◆ **Task**: For this exercise, write out exactly the lines from the line containing "Could you please locate the eyeglasses" through the last line of the records, and no other lines.

[[ Data provided open ]]

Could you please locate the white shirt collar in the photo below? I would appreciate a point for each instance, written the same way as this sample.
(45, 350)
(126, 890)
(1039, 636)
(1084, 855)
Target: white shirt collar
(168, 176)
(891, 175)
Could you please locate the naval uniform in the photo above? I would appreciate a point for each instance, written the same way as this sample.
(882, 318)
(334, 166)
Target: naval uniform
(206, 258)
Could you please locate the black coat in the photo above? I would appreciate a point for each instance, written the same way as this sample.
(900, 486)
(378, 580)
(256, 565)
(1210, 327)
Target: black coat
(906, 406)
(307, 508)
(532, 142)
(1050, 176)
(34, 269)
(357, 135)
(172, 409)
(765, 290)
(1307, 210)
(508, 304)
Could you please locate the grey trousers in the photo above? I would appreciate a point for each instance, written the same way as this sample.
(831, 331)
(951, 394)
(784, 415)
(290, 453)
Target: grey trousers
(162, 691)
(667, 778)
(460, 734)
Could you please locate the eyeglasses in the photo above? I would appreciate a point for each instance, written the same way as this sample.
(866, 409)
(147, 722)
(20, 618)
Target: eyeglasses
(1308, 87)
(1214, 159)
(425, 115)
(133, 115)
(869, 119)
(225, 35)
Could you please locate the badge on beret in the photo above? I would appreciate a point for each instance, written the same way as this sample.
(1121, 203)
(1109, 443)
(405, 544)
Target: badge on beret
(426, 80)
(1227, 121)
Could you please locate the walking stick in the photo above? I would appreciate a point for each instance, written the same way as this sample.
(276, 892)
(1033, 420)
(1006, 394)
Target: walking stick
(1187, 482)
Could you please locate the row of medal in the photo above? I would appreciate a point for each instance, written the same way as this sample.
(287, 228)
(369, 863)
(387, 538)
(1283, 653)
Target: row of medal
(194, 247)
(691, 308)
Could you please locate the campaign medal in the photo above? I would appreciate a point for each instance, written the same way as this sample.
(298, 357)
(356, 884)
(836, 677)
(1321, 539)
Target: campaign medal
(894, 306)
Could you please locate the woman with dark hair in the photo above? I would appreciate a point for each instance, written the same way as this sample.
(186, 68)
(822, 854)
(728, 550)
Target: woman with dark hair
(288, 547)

[[ Data provided closed ]]

◆ **Exercise output**:
Could you please locate the eyeglasses in the photo above? I would appreciate a point for each instance, written the same way as this sample.
(866, 409)
(147, 722)
(20, 618)
Target: eyeglasses
(1308, 87)
(1214, 159)
(425, 115)
(133, 115)
(869, 119)
(225, 35)
Could you please locate the badge on beret in the photo above? I would appreciate a point for each instance, written the same way as this sample.
(1121, 203)
(1109, 443)
(405, 544)
Target: badge on beret
(426, 80)
(1227, 121)
Could you please locate the walking stick in the photo above? I would appreciate a point for each instance, written the same way as this sample.
(276, 892)
(1033, 420)
(1006, 394)
Target: walking stick
(1187, 482)
Could you please locate the row of medal in the photo above? I would appreciate a point for each instance, written the same way as this sample.
(287, 228)
(369, 863)
(387, 538)
(1283, 653)
Target: row of medal
(194, 247)
(691, 308)
Could you please locate the campaign medal in the photo above? I would appreciate a point for each instance, written the same way as this sample.
(298, 357)
(356, 884)
(836, 677)
(1321, 539)
Target: campaign medal
(894, 306)
Could you please locate the woman with dark hair in the photo above? I would appreciate a point for each instance, written the same way as this sample.
(186, 68)
(822, 854)
(728, 550)
Target: woman with dark hair
(288, 547)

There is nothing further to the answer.